» Natural language region descriptions
● ● ● ● ●

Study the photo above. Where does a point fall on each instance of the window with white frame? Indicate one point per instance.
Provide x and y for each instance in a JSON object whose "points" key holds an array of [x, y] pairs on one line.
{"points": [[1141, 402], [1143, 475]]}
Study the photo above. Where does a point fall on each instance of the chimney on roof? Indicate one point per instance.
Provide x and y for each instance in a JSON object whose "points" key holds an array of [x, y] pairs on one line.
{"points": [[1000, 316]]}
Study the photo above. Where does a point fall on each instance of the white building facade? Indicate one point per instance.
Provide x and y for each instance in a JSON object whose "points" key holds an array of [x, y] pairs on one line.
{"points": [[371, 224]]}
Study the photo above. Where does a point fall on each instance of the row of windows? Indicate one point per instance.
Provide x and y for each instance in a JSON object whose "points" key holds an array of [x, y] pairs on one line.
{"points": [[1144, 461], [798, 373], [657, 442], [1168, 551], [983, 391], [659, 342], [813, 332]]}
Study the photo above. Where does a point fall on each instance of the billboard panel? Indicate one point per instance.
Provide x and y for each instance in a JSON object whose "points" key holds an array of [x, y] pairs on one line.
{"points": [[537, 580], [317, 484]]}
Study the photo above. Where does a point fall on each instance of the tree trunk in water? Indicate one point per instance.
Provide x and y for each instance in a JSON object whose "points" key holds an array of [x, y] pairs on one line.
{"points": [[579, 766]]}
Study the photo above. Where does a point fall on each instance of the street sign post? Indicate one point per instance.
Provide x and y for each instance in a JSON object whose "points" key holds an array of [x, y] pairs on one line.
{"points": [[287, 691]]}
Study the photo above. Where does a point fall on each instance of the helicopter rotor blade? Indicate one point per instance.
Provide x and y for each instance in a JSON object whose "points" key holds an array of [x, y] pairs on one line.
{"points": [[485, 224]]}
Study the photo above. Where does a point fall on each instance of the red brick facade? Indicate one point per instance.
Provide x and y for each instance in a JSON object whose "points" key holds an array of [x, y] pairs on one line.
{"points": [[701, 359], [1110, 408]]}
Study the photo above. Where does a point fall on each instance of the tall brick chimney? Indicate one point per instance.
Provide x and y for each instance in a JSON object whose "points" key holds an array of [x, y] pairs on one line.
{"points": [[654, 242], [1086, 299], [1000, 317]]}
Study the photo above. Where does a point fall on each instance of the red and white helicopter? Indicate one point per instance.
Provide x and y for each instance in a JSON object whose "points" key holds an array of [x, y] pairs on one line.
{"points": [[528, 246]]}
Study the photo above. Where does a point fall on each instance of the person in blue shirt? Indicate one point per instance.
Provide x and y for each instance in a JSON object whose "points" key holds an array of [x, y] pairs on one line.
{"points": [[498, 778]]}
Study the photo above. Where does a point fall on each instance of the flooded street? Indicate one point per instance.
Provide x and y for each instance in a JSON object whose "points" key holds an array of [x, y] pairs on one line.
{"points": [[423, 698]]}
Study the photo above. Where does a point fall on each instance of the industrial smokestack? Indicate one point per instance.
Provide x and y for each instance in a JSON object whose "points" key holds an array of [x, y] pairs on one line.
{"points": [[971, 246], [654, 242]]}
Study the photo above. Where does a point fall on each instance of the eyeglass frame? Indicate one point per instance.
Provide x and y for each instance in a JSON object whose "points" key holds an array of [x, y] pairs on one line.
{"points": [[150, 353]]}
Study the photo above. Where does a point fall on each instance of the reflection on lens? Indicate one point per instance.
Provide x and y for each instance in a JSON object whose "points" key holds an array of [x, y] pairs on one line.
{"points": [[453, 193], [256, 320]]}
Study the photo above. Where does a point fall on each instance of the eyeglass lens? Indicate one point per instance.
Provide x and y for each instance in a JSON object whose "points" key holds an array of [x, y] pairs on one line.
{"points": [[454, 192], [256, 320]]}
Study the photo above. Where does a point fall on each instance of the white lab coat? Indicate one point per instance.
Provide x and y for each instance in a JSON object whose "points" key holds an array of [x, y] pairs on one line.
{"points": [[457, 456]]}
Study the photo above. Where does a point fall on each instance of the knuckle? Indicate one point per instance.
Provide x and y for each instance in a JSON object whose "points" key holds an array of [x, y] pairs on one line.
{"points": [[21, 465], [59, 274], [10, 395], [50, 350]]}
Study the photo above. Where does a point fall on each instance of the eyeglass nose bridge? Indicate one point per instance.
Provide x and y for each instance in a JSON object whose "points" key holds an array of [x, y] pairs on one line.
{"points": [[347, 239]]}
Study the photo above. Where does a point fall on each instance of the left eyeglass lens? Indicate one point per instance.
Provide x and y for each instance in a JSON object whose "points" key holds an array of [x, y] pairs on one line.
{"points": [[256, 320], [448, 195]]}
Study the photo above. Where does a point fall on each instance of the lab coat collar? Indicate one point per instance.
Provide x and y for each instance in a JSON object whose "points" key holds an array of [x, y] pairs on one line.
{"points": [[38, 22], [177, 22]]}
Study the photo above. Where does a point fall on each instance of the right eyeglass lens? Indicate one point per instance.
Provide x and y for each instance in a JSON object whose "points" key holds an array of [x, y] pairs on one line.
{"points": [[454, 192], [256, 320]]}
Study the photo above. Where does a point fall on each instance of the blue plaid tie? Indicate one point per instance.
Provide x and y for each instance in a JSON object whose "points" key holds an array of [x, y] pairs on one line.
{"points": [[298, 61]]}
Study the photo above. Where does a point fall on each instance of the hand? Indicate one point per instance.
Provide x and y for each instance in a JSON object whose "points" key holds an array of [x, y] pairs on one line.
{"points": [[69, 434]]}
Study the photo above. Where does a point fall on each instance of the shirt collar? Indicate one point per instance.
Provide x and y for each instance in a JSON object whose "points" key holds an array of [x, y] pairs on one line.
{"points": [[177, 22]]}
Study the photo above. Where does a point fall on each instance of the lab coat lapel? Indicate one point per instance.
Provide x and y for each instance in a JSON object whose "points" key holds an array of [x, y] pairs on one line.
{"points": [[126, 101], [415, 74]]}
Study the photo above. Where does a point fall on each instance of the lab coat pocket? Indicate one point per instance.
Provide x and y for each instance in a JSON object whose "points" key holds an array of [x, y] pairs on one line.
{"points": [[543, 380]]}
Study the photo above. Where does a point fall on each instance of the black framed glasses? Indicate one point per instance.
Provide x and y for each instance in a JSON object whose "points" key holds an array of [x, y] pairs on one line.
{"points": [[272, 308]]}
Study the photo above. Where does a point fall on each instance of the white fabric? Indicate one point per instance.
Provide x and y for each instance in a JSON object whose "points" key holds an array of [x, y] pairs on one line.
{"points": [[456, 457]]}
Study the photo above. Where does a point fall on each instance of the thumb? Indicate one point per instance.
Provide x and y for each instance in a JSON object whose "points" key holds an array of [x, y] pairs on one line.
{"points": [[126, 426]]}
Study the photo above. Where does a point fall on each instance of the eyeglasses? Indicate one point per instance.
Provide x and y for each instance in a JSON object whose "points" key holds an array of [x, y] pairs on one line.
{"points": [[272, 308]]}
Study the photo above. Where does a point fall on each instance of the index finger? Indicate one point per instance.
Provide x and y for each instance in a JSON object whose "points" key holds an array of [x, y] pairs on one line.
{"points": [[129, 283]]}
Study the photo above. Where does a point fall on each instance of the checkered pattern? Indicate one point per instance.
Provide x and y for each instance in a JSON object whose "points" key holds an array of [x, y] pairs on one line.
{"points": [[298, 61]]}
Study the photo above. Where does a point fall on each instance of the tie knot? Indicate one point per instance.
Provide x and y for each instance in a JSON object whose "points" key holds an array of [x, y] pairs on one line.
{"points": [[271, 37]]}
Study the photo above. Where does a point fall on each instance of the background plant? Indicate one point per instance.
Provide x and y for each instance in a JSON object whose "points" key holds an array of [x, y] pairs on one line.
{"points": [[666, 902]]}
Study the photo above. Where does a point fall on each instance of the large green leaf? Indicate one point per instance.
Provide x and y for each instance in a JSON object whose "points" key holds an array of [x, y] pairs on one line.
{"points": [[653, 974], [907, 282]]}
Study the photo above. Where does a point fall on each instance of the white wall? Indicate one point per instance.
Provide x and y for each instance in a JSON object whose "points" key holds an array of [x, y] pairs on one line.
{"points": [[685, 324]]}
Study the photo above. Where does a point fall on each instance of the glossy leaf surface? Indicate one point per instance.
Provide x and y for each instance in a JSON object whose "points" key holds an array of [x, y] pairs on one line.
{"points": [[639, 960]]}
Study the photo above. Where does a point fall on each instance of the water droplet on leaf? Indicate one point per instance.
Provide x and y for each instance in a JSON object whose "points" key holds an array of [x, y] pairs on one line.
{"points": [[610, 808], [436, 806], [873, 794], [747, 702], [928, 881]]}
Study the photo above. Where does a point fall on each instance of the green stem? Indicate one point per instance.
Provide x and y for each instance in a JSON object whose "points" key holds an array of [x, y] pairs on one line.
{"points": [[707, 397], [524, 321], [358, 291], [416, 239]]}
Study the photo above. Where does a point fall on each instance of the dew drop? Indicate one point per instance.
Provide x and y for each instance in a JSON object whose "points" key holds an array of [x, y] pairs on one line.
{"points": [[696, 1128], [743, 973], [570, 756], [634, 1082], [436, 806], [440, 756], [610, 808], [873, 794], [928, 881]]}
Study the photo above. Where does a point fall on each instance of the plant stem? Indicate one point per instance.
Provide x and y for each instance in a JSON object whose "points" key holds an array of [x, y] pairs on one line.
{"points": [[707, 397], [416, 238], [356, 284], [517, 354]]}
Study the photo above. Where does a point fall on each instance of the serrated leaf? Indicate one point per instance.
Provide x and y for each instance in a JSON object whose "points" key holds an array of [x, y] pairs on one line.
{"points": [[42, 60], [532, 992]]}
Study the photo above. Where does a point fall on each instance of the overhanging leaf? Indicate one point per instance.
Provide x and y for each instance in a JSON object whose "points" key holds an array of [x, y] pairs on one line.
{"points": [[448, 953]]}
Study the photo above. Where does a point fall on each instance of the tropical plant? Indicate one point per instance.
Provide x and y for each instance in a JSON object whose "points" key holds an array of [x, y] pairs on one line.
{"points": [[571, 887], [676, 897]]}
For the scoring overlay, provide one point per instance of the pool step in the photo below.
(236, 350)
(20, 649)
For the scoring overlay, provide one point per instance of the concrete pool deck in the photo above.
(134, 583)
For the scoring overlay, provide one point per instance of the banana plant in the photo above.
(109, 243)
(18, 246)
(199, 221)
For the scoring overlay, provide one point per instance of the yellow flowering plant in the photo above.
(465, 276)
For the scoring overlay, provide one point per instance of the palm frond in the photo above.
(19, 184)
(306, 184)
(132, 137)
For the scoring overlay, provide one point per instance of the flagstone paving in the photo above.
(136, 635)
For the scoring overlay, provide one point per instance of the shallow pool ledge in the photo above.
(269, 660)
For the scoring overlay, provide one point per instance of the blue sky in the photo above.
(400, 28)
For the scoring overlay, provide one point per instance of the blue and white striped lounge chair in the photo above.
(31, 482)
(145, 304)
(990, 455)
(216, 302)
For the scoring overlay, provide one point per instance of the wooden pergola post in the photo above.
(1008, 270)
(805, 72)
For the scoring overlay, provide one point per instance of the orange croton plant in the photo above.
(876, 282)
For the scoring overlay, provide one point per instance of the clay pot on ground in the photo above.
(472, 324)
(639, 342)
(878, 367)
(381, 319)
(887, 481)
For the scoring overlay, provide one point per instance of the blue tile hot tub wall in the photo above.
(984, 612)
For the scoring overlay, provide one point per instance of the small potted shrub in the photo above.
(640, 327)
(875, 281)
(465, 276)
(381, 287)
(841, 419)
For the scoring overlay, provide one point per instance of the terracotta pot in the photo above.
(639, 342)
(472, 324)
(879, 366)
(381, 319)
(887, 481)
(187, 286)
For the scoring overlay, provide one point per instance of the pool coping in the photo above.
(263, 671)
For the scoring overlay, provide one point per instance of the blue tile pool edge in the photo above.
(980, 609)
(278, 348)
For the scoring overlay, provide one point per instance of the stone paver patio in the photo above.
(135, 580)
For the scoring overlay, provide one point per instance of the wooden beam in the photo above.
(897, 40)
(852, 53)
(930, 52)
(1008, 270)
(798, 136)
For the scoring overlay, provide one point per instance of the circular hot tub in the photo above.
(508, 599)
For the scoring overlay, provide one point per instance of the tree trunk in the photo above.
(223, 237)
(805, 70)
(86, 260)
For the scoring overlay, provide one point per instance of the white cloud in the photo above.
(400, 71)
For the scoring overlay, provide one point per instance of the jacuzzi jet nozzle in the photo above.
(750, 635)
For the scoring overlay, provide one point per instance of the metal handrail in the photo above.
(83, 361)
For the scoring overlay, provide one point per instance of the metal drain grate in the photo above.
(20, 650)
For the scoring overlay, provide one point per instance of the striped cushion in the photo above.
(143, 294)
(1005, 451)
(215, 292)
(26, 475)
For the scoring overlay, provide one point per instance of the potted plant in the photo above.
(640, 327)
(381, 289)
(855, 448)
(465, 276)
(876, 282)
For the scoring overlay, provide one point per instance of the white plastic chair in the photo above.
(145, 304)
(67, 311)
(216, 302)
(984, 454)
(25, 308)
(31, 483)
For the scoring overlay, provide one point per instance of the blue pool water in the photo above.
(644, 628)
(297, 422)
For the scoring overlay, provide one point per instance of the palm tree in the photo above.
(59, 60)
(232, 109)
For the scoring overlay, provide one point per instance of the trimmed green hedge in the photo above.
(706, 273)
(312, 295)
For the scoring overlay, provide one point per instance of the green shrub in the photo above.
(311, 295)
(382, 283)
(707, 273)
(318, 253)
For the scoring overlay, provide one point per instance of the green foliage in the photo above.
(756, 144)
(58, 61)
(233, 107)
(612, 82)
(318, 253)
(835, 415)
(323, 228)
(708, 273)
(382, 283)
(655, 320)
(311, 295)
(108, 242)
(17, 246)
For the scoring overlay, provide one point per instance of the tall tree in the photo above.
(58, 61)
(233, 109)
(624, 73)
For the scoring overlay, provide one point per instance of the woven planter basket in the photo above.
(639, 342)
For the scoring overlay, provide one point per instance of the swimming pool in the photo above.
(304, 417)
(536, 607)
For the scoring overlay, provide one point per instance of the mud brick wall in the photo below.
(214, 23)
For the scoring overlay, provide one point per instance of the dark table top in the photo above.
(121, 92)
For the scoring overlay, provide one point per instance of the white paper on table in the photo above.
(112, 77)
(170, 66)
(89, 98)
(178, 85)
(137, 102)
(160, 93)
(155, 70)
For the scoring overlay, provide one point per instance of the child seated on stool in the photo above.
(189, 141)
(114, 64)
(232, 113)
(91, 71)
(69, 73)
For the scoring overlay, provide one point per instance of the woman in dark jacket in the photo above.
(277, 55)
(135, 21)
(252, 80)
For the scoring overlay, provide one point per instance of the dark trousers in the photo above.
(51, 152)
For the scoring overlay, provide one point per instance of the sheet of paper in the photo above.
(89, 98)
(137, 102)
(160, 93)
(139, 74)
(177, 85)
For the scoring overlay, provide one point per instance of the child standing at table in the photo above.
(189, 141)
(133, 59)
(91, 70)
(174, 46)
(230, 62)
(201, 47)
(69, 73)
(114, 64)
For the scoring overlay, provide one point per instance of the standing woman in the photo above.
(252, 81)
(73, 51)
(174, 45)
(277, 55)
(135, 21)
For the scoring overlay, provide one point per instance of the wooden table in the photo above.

● ● ● ● ●

» Assigned task
Repeat the lines from the first one in the records through the line containing "post? Indicate one point per instance.", exactly as written, and nothing else.

» Result below
Study the photo above. Where does a point fall on each instance of the window with white frame? Indicate one point per instance.
Provide x and y for each instance in a JSON object whose "points" key holds an array of [x, y] pairs on one line.
{"points": [[1141, 402], [1143, 475]]}
Study the photo above. Where does a point fall on each instance of the chimney on roof? Indicate one point per instance.
Provide x and y for each instance in a JSON object whose "points" key holds an array of [x, y] pairs on one line.
{"points": [[1000, 316]]}
Study the photo above. Where does a point fall on each instance of the white building facade? Indicate one point per instance.
Provide x and y for each instance in a JSON object whose "points" key holds an array of [x, y] pairs on one line.
{"points": [[371, 224]]}
Study the photo above. Where does a point fall on each instance of the row of windows? Indicate one point per instance.
Provide x and y for each instance in a JSON object whose "points" key holds an array of [x, y] pairs on one line.
{"points": [[1144, 461], [798, 373], [657, 442], [1168, 551], [983, 391], [659, 342], [813, 332]]}
Study the photo above. Where does a point fall on each instance of the billboard panel? Indicate one point per instance.
Provide x and y for each instance in a JSON object whose "points" key holds an array of [x, y] pairs on one line.
{"points": [[537, 580], [317, 484]]}
Study the photo above. Where does a point fall on each instance of the tree trunk in water? Indicate one point per instance.
Provide x and y for each instance in a JSON object whose "points" key holds an array of [x, y] pairs on one line.
{"points": [[579, 766]]}
Study the photo above. Where does a point fall on each instance of the street sign post? Indicate one point per instance.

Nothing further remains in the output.